─── MATERIAL SHOWN

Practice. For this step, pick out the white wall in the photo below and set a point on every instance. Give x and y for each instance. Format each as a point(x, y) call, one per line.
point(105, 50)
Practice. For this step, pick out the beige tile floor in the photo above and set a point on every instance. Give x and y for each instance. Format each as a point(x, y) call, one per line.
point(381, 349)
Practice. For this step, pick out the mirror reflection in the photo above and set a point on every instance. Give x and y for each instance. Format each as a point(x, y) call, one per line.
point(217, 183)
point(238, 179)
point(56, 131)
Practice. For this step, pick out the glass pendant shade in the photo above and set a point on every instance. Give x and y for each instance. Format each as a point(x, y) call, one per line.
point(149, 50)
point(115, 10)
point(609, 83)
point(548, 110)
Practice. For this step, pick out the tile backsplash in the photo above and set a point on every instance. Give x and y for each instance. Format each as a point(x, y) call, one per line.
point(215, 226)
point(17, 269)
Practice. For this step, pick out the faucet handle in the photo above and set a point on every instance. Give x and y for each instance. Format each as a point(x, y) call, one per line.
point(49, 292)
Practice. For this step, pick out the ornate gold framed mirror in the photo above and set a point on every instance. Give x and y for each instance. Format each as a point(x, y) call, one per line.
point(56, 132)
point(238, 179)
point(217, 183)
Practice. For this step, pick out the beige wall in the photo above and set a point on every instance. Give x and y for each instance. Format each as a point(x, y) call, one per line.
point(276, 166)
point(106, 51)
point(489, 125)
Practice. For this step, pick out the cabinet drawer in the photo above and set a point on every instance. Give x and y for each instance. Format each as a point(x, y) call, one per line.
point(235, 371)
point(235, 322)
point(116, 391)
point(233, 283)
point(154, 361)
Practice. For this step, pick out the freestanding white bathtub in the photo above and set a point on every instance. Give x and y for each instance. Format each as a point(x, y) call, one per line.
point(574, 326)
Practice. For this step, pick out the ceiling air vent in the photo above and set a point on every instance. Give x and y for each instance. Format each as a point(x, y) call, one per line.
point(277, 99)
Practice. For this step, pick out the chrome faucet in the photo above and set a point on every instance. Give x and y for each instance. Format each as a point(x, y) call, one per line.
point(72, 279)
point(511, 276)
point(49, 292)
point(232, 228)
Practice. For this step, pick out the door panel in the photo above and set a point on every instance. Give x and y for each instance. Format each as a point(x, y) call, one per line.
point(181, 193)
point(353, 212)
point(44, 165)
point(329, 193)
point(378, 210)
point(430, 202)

──────

### EXERCISE DETAILS
Your response needs to restate the lines above exactly.

### OUTPUT FOR THIS TASK
Practice. For this step, pick out the white wall in the photo below and set a point on every instance. Give x and y for each instance. Format each as a point(x, y) call, one per line.
point(105, 50)
Practice. For this step, pick out the beige tile floor in the photo above and set a point on every instance. Give x and y for each instance. Format each as a point(x, y) call, one per line.
point(381, 349)
Practice. For this step, pick out the mirror reflection in the photo above and set a point on every instance. Give x and y for each instance. Format each as a point(x, y) call, one per line.
point(217, 183)
point(238, 179)
point(56, 131)
Practice. For this step, pick out the glass pendant shade in the photo above and set a point on every instance. Give x and y for each instance. Format each as a point(x, y) call, one per line.
point(149, 50)
point(115, 10)
point(609, 83)
point(548, 110)
Practice. For this step, pick out the tile backsplash in the photo above and set a point on every instance. Give x and y for each instance. Format each as a point(x, y) call, one per line.
point(215, 226)
point(17, 269)
Practice. For this step, pick out the faucet handle in the photo above and set a point on every instance. Give x and y for each instance. Format each as a point(x, y) call, one per line.
point(49, 292)
Practice. For this step, pick out the ornate gold framed mirror in the photo above and set a point on every instance. Give x and y for each instance. Format each as a point(x, y) call, one per line.
point(56, 132)
point(238, 179)
point(217, 183)
Practice. For this step, pick out the beige wall in the photo above and set a point on every instance. Give x and y for each instance. Format each as a point(x, y) call, one per line.
point(276, 166)
point(106, 51)
point(489, 125)
Practice. For this step, pick out the cabinet drawer in the photo above and set a point on every instance. Give x and y for each instance. Format each as a point(x, y) call, one per line.
point(235, 371)
point(235, 322)
point(116, 391)
point(233, 283)
point(154, 361)
Practice. For this step, pick out the freestanding white bathtub in the photo above and set a point on every instance. Give x and y for each instance. Format each as a point(x, y) call, one per line.
point(574, 326)
Practice. For this step, pick out the ceiling air vent in the photo above and set a point on every instance. Give x and y for each instance. Format each as a point(x, y) call, one per line.
point(277, 99)
Practice. For this step, pick out the chrome faucet in the photo above and set a point on every instance. Give x and y for each instance. Format each as a point(x, y) call, one per line.
point(72, 279)
point(511, 276)
point(49, 292)
point(232, 228)
Practice. For this step, pick out the door panel in the photo above and set a point on every instance. Give x and y for each instance. Format each as a point(x, y) call, one per line.
point(181, 193)
point(353, 212)
point(44, 165)
point(329, 193)
point(378, 210)
point(430, 202)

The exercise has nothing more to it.